* _THE DATA_
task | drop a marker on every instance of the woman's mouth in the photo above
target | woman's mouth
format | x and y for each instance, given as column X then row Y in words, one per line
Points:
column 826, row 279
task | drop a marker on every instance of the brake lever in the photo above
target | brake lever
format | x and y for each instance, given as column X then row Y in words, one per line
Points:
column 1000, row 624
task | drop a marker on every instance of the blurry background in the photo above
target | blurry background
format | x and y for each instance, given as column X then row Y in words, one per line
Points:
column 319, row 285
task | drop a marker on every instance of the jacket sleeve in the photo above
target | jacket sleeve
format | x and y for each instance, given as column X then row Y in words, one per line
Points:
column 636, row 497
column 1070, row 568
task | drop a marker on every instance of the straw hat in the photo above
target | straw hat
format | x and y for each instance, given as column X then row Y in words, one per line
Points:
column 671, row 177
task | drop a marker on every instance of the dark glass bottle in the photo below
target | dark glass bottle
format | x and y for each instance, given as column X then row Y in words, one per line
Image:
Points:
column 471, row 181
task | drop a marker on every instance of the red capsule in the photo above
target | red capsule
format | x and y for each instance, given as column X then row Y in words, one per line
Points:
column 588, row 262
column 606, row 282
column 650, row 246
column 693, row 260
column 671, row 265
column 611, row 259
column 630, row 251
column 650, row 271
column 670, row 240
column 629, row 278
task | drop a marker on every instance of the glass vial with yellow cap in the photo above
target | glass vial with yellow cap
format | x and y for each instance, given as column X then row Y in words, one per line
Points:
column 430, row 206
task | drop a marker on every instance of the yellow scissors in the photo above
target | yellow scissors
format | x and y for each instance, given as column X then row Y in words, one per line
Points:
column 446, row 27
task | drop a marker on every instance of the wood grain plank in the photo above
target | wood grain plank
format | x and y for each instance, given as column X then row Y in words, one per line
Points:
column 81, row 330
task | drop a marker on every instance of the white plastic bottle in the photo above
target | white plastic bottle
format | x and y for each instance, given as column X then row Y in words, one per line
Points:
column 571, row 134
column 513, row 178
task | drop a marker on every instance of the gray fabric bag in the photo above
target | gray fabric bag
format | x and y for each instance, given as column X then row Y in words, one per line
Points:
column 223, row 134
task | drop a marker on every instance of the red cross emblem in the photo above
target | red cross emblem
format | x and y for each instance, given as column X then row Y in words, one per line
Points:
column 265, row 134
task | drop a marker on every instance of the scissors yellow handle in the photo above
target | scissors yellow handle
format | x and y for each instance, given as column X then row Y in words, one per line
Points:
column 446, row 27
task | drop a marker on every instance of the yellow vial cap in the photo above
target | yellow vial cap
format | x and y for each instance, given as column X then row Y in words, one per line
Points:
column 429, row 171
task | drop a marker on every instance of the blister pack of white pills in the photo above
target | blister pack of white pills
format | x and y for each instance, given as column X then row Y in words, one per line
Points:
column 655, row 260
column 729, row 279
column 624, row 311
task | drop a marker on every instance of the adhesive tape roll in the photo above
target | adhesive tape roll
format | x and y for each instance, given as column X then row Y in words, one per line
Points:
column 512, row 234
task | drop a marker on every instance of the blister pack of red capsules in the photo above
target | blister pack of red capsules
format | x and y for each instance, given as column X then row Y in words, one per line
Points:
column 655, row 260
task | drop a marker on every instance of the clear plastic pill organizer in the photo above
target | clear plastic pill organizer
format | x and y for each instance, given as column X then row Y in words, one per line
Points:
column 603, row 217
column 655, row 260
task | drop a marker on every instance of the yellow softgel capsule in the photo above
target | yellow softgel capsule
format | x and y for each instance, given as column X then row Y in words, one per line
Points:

* _PROBLEM TO WORK ON_
Restate, word for word and with nothing added, the lines from the beginning of the records above through the line that contains "target | dark glass bottle".

* _ANSWER TO THIS TASK_
task | drop a marker on every instance of the woman's mouth in the photo above
target | woman's mouth
format | x and y for each instance, given as column X then row Y in words, one per line
Points:
column 826, row 279
task | drop a marker on every instance of the brake lever in the photo above
target | brake lever
format | x and y for each instance, given as column X then row Y in words, one per line
Points:
column 1000, row 624
task | drop a marker on every instance of the blurry background in the photo above
target | blurry background
format | x and y for each instance, given as column X then row Y in words, one per line
Points:
column 319, row 285
task | drop a marker on every instance of the jacket sleeve in the photo above
target | jacket sleeve
format | x and y for each instance, given as column X then row Y in words, one per line
Points:
column 636, row 497
column 1070, row 568
task | drop a marker on every instance of the straw hat in the photo above
target | straw hat
format | x and y for each instance, given as column X then row Y in words, one per line
Points:
column 671, row 177
task | drop a marker on every instance of the dark glass bottle in the photo below
target | dark glass bottle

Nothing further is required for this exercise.